===== DATA TO PROCESS
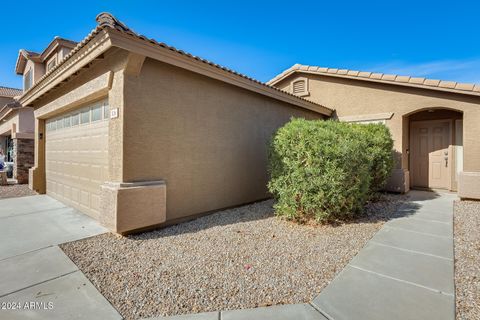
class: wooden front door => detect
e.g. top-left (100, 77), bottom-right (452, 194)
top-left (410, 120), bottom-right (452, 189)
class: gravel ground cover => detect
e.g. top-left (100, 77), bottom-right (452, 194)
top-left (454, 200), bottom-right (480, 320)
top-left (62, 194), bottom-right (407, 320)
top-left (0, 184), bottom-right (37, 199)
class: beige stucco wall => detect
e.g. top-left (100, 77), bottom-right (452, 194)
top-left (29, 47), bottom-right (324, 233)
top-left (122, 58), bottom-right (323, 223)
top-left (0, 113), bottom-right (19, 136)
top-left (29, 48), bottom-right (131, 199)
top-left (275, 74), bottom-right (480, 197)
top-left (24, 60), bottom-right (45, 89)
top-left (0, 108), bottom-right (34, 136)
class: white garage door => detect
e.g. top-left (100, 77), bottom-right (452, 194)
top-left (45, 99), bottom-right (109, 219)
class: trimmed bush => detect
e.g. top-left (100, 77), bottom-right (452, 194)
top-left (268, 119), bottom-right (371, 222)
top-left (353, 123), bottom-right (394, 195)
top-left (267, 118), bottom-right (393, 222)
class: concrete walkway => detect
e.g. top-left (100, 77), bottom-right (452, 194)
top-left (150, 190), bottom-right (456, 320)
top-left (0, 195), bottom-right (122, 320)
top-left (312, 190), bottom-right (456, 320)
==========
===== DATA TO PROCESS
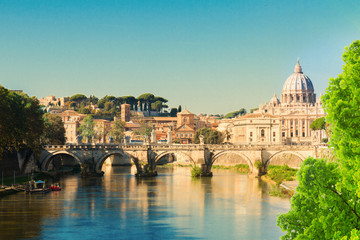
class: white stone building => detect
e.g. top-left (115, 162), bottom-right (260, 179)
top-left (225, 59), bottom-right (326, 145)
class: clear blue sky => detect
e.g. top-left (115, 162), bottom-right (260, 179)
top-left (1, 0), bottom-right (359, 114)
==========
Whenever the word "detect" appears in a line above, copy that line.

* FINAL ANSWER
class: wooden front door => detect
class: gravel ground cover => detect
class: beige stucco wall => detect
class: white garage door => detect
class: trimmed bush => detect
class: concrete walkway => detect
class: white stone building => detect
class: clear blue sky => detect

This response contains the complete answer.